== Set problem ==
Can you convert every line of the items below into a Markdown table with two columns, Row and Line, numbering each row and leaving out any blank lines?

A run of items
★ ★ ★

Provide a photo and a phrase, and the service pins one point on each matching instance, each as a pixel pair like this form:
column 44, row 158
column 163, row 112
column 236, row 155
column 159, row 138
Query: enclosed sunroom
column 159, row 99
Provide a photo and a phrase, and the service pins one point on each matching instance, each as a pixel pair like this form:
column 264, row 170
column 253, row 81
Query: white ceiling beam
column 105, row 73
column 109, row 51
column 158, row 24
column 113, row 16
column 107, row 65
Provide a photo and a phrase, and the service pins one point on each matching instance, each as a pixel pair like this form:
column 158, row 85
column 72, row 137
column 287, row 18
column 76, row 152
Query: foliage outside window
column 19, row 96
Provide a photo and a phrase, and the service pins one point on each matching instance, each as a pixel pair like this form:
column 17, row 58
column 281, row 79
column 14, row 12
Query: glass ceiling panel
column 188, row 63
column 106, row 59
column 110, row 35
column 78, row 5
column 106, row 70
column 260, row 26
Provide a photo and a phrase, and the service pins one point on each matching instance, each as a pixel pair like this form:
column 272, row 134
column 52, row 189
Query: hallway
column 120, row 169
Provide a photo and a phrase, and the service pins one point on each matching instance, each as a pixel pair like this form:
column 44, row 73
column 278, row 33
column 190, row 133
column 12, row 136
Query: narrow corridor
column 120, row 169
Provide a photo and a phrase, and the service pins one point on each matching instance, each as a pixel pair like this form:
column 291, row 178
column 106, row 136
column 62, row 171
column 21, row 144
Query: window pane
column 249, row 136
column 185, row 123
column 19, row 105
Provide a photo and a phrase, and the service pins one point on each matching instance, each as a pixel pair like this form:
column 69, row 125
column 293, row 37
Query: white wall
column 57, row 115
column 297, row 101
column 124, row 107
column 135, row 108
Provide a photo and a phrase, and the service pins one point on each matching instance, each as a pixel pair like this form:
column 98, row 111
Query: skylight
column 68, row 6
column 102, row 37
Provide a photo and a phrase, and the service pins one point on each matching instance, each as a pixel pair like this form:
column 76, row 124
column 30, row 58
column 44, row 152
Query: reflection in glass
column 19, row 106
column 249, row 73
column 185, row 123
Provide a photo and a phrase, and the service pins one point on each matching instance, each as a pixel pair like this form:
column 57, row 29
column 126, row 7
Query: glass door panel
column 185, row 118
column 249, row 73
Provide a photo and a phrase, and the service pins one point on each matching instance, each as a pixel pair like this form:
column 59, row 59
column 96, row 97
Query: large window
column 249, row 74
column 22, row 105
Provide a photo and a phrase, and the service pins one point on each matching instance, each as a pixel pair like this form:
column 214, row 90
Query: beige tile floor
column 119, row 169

★ ★ ★

== Expected answer ==
| Row | Line |
|---|---|
| 1 | Provide a photo and a phrase, and the service pins one point on each matching instance, each as a pixel pair like this form: |
| 2 | column 44, row 158 |
| 3 | column 163, row 112 |
| 4 | column 236, row 155 |
| 5 | column 159, row 138 |
| 6 | Query: enclosed sunroom |
| 7 | column 159, row 99 |
| 8 | Provide a photo and a phrase, and the service pins one point on each matching instance, each as a pixel pair like this form: |
| 9 | column 264, row 170 |
| 10 | column 253, row 81 |
| 11 | Query: white ceiling beam |
| 12 | column 105, row 73 |
| 13 | column 109, row 51 |
| 14 | column 158, row 24 |
| 15 | column 113, row 16 |
| 16 | column 107, row 65 |
| 17 | Provide a photo and a phrase, and the service pins one point on each matching instance, each as a pixel pair like this form: |
| 18 | column 158, row 85 |
| 19 | column 72, row 137 |
| 20 | column 287, row 18 |
| 21 | column 76, row 152 |
| 22 | Query: foliage outside window |
| 23 | column 19, row 96 |
| 24 | Provide a photo and a phrase, and the service pins one point on each matching instance, each as a pixel pair like this form: |
| 25 | column 17, row 58 |
| 26 | column 281, row 79 |
| 27 | column 14, row 12 |
| 28 | Query: glass ceiling panel |
| 29 | column 188, row 63 |
| 30 | column 106, row 59 |
| 31 | column 110, row 35 |
| 32 | column 78, row 5 |
| 33 | column 106, row 70 |
| 34 | column 260, row 26 |
| 35 | Provide a photo and a phrase, and the service pins one point on each matching instance, each as a pixel pair like this form: |
| 36 | column 272, row 134 |
| 37 | column 52, row 189 |
| 38 | Query: hallway |
| 39 | column 120, row 169 |
| 40 | Provide a photo and a phrase, and the service pins one point on each matching instance, each as a pixel pair like this form: |
| 41 | column 44, row 73 |
| 42 | column 278, row 33 |
| 43 | column 190, row 133 |
| 44 | column 12, row 136 |
| 45 | Query: narrow corridor |
| 46 | column 120, row 169 |
| 47 | Provide a photo and a phrase, and the service pins one point on each matching instance, each as a pixel pair like this form: |
| 48 | column 291, row 178 |
| 49 | column 106, row 136 |
| 50 | column 62, row 171 |
| 51 | column 21, row 144 |
| 52 | Query: window pane |
| 53 | column 249, row 136 |
| 54 | column 185, row 123 |
| 55 | column 19, row 105 |
| 56 | Provide a photo and a phrase, and the service pins one point on each matching instance, each as a pixel pair like this form: |
| 57 | column 69, row 125 |
| 58 | column 293, row 37 |
| 59 | Query: white wall |
| 60 | column 57, row 115 |
| 61 | column 297, row 101 |
| 62 | column 124, row 107 |
| 63 | column 135, row 108 |
| 64 | Provide a photo and a phrase, and the service pins one point on each matching instance, each as a pixel pair like this form: |
| 65 | column 98, row 111 |
| 66 | Query: skylight |
| 67 | column 68, row 6 |
| 68 | column 102, row 37 |
| 69 | Provide a photo and a phrase, and the service pins one point on each matching instance, each as a pixel pair like this form: |
| 70 | column 76, row 124 |
| 71 | column 30, row 58 |
| 72 | column 44, row 152 |
| 73 | Query: reflection in glass |
| 74 | column 19, row 106 |
| 75 | column 249, row 73 |
| 76 | column 185, row 123 |
| 77 | Provide a photo and a phrase, and the service pins one point on each matching instance, each as a pixel pair like this form: |
| 78 | column 57, row 29 |
| 79 | column 126, row 7 |
| 80 | Query: glass door panel |
| 81 | column 185, row 118 |
| 82 | column 249, row 73 |
| 83 | Provide a photo and a phrase, and the service pins one point on each matching instance, each as a pixel pair like this form: |
| 84 | column 59, row 59 |
| 85 | column 96, row 97 |
| 86 | Query: large window |
| 87 | column 249, row 74 |
| 88 | column 22, row 105 |
| 89 | Provide a photo and a phrase, and the service pins one point on each matching instance, each as a pixel pair like this form: |
| 90 | column 214, row 90 |
| 91 | Query: beige tile floor |
| 92 | column 119, row 169 |